Are you able to retype all the records below exactly?

======

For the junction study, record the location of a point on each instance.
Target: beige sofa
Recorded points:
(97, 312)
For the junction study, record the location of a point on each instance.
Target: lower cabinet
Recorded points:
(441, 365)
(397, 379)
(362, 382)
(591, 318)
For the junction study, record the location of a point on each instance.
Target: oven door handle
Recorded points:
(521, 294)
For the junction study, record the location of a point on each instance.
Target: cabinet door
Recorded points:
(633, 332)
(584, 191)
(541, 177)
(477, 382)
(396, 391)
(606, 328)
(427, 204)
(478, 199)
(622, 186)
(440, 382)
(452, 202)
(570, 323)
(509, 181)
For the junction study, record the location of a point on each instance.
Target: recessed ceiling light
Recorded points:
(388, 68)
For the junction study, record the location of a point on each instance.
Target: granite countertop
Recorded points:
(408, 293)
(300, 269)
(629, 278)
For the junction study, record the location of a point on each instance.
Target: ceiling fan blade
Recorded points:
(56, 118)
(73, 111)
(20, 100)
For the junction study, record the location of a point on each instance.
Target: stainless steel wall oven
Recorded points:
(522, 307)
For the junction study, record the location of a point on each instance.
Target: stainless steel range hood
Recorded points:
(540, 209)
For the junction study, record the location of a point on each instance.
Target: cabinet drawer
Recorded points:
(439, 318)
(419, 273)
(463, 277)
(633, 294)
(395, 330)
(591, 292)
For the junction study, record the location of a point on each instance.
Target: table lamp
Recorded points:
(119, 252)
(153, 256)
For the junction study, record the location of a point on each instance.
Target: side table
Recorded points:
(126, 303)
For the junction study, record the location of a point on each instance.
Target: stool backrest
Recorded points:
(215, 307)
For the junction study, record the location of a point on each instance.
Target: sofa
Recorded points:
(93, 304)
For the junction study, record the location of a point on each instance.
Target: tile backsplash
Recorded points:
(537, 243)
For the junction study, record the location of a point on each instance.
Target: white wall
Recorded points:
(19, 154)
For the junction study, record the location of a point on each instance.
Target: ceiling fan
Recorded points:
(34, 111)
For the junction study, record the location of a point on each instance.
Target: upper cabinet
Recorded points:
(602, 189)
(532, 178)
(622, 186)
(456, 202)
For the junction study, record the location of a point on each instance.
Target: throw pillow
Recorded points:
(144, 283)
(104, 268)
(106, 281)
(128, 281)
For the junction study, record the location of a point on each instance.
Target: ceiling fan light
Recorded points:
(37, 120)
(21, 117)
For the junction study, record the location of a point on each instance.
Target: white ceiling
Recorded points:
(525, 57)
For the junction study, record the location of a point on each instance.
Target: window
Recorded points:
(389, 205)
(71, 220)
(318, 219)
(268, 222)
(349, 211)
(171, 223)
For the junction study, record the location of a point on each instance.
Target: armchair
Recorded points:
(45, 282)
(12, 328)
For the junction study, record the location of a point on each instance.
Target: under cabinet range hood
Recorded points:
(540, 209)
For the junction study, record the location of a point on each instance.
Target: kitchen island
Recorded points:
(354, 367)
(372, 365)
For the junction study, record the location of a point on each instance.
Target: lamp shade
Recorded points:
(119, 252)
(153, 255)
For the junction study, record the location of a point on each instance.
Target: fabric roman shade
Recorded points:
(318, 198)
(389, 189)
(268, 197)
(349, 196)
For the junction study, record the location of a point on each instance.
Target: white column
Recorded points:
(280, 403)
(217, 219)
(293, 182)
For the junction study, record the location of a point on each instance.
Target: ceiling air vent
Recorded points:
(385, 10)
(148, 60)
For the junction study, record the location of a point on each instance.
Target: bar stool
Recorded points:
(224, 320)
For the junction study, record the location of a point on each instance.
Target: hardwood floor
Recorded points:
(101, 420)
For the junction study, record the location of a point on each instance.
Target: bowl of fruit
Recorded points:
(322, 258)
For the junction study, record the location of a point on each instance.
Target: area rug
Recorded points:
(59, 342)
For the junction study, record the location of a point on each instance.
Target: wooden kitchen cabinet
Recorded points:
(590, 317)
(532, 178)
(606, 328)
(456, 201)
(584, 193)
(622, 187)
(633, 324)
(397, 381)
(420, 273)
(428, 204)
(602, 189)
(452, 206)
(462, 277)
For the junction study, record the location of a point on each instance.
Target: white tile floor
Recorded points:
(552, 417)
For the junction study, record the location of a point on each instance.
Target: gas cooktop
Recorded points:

======

### FULL SOLUTION
For the junction study, record the location of a point on each instance.
Target: beige sofa
Recorded points:
(97, 312)
For the junction study, record the location of a point on each instance.
Target: lower cabinet
Recorded points:
(441, 365)
(397, 379)
(362, 382)
(591, 318)
For the junction study, record the location of a point on each instance.
Target: oven door handle
Recorded points:
(521, 294)
For the junction study, record the location of a point on each instance.
Target: cabinet door
Recorded points:
(633, 332)
(584, 191)
(541, 177)
(477, 382)
(396, 391)
(606, 328)
(427, 204)
(478, 199)
(622, 186)
(440, 382)
(452, 202)
(570, 323)
(509, 181)
For the junction study, record the location of a point on each instance.
Target: recessed ceiling light
Recorded points:
(388, 68)
For the junction study, record the location of a point on each instance.
Target: granite countertop
Recorded points:
(408, 293)
(300, 269)
(629, 278)
For the junction study, record the location of a point on each instance.
Target: ceiling fan blade
Recorded points:
(56, 118)
(73, 111)
(20, 100)
For the junction study, record the location of a point on each instance.
Target: stainless steel wall oven
Recorded points:
(522, 307)
For the junction study, record the location of a point on each instance.
Target: stainless steel range hood
Recorded points:
(540, 209)
For the junction study, record the location of a point on each instance.
Target: cabinet drawer
Recorded points:
(439, 318)
(419, 273)
(463, 277)
(633, 294)
(395, 330)
(591, 292)
For the junction study, record the location of a point on each instance.
Target: table lamp
Recorded points:
(119, 252)
(153, 256)
For the junction study, record the location of a point on each instance.
Target: side table
Recorded points:
(126, 303)
For the junction study, record the location of a point on each instance.
Target: stool backrest
Recorded points:
(215, 307)
For the junction study, record the location of a point on each instance.
Target: sofa
Recorded points:
(93, 304)
For the junction study, record the location of a point on each instance.
Target: tile backsplash
Recorded points:
(537, 243)
For the junction study, record the location of a point on each instance.
Target: white wall
Recorded points:
(19, 154)
For the junction study, record the location of a point on each instance.
Target: ceiling fan
Recorded points:
(34, 111)
For the junction study, record the location of a point on each instance.
Target: upper cabinet
Recorded points:
(602, 189)
(532, 178)
(622, 186)
(456, 202)
For the junction study, record the location of a point on each instance.
Target: throw pillow
Recorded points:
(144, 283)
(104, 268)
(106, 281)
(128, 281)
For the junction study, record the location of a point on each instance.
Target: ceiling fan light
Recorded points:
(37, 120)
(21, 117)
For the junction study, record the location of a point on each instance.
Target: white ceiling
Recorded points:
(525, 57)
For the junction study, record the location of a point on each instance.
Target: window
Recorded points:
(389, 205)
(71, 220)
(318, 219)
(268, 222)
(349, 211)
(171, 223)
For the junction study, record the location of a point on each instance.
Target: armchair
Recorded points:
(45, 282)
(12, 328)
For the junction study, record the location of a point on each instance.
Target: under cabinet range hood
Recorded points:
(540, 209)
For the junction study, record the location of a point on each instance.
Target: kitchen island
Recorded points:
(354, 367)
(372, 365)
For the junction study, record the location of a point on each instance.
Target: lamp shade
Recorded points:
(119, 252)
(153, 255)
For the junction study, record the location of a point on each instance.
Target: fabric roman shade
Recorded points:
(318, 198)
(389, 189)
(268, 197)
(349, 196)
For the junction study, record the location of a point on each instance.
Target: white column
Recorded points:
(280, 403)
(217, 219)
(293, 182)
For the junction study, record the location of a point on each instance.
Target: ceiling air vent
Recorded points:
(385, 10)
(148, 60)
For the junction study, record the location of a point on each instance.
Target: bar stool
Recorded points:
(224, 320)
For the junction study, record the location of a point on each instance.
Target: hardwood floor
Recorded points:
(101, 420)
For the junction study, record the location of a point on each instance.
Target: bowl of fruit
Recorded points:
(322, 258)
For the junction study, record the location of a point on each instance.
Target: area rug
Recorded points:
(59, 342)
For the junction study, record the location of a point on each instance.
Target: wooden kitchen cabinet
Recorded points:
(590, 317)
(532, 178)
(606, 328)
(456, 201)
(584, 193)
(622, 187)
(633, 324)
(397, 381)
(420, 273)
(428, 204)
(602, 189)
(452, 206)
(462, 277)
For the junction study, record the location of a point on each instance.
Target: white tile floor
Recorded points:
(552, 417)
For the junction study, record the location of a point on each instance.
Target: gas cooktop
Recorded points:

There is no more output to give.